Those who have attended his concerts know that Dudu beautifully intersperses medleys of songs throughout his concerts, both soul-stirring and humorous, both cantorial and traditional, composed in Yiddish, Hebrew or English. And along with his songs, Dudu adeptly sprinkles in his own unique blend of anecdotes, jokes and short but genuine life stories.

When Dudu performed at the banquet event of the Davos retreat organized by the EJSN, he brought tears to my eyes—tears unleashed by unrestrained laughter as well as poignancy, beauty and hope.

It was at Dudu's concert that I learned, too, of his trials and struggles during his prestigious singing career—and the many times that he needed to turn down performances that were scheduled for Friday nights, Saturday matinees or other Jewish holidays.

But over and over again, regardless of the fame or career advancement that these opportunities could have afforded him, Dudu refused to bend the law to play on these holy days.

As he spoke and sang and related some of his tests and triumphs, I wondered: In a world where careers could be destroyed by such refusals, what provided Dudu with the fortitude to remain true to what he knew was right, despite what must have been amazing temptation?

▶ [Work required]:
How would you translate this sentence from the text about Dudu's concerts into Spanish: "But over and over again, regardless of the fame or career advancement that these opportunities could have afforded him, Dudu refused to bend the law to play on these holy days." These records come from a different source than the text.

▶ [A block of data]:
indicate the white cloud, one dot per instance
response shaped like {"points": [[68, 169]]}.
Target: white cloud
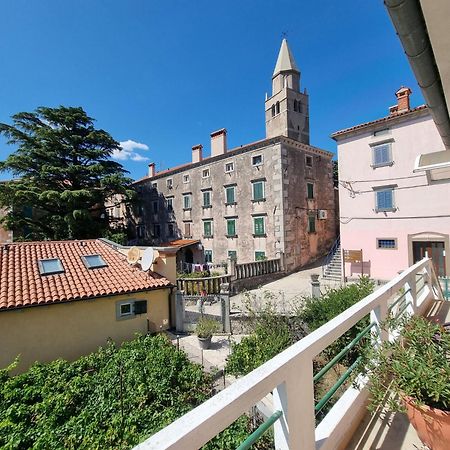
{"points": [[129, 152]]}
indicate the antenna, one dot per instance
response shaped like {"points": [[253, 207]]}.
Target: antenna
{"points": [[147, 258], [133, 255]]}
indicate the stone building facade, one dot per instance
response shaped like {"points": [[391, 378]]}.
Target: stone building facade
{"points": [[261, 200]]}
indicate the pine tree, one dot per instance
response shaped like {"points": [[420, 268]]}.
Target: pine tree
{"points": [[62, 172]]}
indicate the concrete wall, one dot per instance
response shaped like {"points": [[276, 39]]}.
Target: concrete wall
{"points": [[76, 328], [302, 246], [419, 203]]}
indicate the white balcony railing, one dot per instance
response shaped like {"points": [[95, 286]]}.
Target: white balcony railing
{"points": [[289, 376]]}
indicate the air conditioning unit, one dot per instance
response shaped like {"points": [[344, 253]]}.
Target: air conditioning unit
{"points": [[322, 214]]}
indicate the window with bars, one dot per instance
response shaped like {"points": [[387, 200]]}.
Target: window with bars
{"points": [[231, 227], [230, 195], [229, 167], [258, 190], [259, 226]]}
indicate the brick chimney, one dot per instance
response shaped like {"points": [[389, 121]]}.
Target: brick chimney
{"points": [[197, 153], [219, 142], [402, 100]]}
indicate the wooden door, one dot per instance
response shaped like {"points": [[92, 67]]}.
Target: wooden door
{"points": [[433, 250]]}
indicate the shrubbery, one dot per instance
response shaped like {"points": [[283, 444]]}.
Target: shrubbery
{"points": [[113, 398]]}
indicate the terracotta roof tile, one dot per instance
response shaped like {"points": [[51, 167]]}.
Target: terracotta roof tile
{"points": [[373, 122], [21, 283]]}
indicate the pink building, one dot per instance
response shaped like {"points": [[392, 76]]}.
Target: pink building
{"points": [[391, 210]]}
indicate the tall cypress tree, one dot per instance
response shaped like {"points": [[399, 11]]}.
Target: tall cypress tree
{"points": [[62, 172]]}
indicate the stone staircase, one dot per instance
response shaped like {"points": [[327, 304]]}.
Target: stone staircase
{"points": [[333, 268]]}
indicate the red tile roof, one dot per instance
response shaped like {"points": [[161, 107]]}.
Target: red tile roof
{"points": [[22, 285], [373, 122]]}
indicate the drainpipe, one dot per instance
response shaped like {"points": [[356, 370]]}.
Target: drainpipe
{"points": [[409, 22]]}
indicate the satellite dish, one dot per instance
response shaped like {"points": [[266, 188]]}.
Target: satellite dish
{"points": [[147, 258], [133, 255]]}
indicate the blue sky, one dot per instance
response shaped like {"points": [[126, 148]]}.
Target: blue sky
{"points": [[166, 74]]}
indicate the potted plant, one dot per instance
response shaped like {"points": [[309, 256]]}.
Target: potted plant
{"points": [[205, 329], [415, 369]]}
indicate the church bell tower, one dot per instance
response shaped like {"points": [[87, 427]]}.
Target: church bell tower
{"points": [[287, 110]]}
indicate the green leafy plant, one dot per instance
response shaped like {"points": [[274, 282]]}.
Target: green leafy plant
{"points": [[415, 365], [206, 327]]}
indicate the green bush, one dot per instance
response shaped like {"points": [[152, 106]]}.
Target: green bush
{"points": [[113, 398], [315, 312]]}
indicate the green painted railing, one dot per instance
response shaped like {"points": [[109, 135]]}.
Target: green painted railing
{"points": [[258, 433], [345, 376], [445, 285]]}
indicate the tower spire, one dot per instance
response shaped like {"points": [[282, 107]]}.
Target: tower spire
{"points": [[285, 60]]}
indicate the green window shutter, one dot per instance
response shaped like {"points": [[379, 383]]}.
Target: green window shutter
{"points": [[258, 190], [231, 227], [258, 225], [230, 195]]}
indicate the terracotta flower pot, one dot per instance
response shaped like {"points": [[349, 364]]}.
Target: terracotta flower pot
{"points": [[205, 343], [432, 425]]}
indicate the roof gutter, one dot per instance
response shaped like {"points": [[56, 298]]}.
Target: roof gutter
{"points": [[409, 22]]}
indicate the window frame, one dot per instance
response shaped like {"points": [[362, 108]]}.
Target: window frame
{"points": [[377, 146], [211, 232], [210, 254], [308, 196], [254, 183], [255, 227], [394, 240], [231, 220], [209, 196], [312, 223], [257, 156], [260, 255], [226, 195], [231, 163], [185, 197], [380, 190]]}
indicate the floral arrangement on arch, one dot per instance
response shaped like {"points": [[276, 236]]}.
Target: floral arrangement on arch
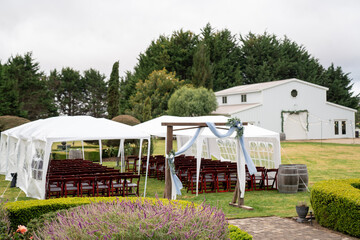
{"points": [[236, 123]]}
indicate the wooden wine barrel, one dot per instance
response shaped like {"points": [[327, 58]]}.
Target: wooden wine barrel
{"points": [[303, 177], [288, 178]]}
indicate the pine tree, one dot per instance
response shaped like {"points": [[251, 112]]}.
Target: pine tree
{"points": [[25, 89], [340, 86], [9, 95], [201, 69], [95, 93], [113, 92]]}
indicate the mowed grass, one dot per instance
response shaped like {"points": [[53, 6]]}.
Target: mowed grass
{"points": [[324, 161]]}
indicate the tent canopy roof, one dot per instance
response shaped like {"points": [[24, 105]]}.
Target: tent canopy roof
{"points": [[153, 127], [72, 128]]}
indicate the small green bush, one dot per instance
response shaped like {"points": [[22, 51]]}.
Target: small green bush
{"points": [[21, 212], [238, 234], [336, 205]]}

▶ [Answer for this exercise]:
Pero una y otra vez, sin importar la fama o el avance profesional que estas oportunidades podrían haberle brindado, Dudu se negó a doblegar la ley para actuar en estos días sagrados.